■ PROBLEM STATEMENT
Count the lines in the listing below that contain the word "field", and reply with only that number.

■ DATA FOR THIS EXERCISE
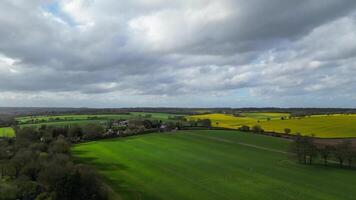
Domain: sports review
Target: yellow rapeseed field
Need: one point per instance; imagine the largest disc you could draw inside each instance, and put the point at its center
(323, 126)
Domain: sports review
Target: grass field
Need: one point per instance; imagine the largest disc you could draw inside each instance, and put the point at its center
(323, 126)
(7, 132)
(211, 165)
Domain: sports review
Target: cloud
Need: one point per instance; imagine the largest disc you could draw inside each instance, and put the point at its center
(150, 52)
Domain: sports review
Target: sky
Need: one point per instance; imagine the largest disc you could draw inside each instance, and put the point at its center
(178, 53)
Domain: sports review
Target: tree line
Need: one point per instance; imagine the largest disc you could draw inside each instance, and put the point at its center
(37, 165)
(306, 151)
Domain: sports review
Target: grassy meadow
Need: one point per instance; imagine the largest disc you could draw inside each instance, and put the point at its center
(323, 126)
(7, 132)
(211, 165)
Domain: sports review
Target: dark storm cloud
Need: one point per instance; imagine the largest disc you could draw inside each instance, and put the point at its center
(200, 47)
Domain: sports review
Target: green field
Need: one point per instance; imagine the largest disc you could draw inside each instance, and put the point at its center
(211, 165)
(7, 132)
(322, 126)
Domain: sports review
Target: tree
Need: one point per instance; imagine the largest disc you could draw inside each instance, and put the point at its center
(342, 151)
(287, 131)
(244, 128)
(325, 153)
(75, 132)
(304, 148)
(92, 131)
(257, 129)
(205, 123)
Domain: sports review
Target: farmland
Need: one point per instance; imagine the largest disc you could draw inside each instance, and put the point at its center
(7, 132)
(101, 117)
(211, 165)
(323, 126)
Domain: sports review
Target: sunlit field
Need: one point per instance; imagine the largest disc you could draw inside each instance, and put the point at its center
(211, 165)
(323, 126)
(7, 132)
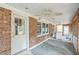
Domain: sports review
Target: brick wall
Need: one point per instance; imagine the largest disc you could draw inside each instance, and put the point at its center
(5, 31)
(33, 32)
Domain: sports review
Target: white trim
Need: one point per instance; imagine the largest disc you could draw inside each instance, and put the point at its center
(38, 44)
(27, 33)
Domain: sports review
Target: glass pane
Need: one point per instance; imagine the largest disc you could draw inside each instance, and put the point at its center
(39, 28)
(19, 26)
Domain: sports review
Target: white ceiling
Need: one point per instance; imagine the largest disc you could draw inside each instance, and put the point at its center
(67, 10)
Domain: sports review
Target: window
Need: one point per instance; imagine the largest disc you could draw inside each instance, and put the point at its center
(59, 28)
(39, 28)
(42, 28)
(19, 26)
(66, 29)
(46, 28)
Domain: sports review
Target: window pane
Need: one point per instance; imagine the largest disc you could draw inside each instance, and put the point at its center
(59, 28)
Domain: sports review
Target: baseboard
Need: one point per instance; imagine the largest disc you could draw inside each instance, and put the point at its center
(38, 44)
(20, 51)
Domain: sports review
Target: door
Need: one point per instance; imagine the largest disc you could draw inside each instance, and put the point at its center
(18, 42)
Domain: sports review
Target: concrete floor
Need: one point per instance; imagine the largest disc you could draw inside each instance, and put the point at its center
(52, 47)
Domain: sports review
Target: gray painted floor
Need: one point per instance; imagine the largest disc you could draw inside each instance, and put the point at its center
(54, 47)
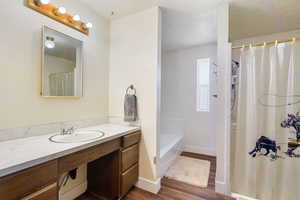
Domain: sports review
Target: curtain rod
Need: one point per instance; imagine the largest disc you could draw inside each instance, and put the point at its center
(265, 43)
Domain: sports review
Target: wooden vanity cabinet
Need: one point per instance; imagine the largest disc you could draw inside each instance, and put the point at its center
(112, 171)
(129, 162)
(31, 184)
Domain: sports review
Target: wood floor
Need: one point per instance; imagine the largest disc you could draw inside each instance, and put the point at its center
(175, 190)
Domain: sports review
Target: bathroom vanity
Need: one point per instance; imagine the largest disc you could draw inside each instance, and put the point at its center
(112, 167)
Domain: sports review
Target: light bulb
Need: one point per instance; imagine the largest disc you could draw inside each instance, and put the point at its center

■ EXERCISE ANSWER
4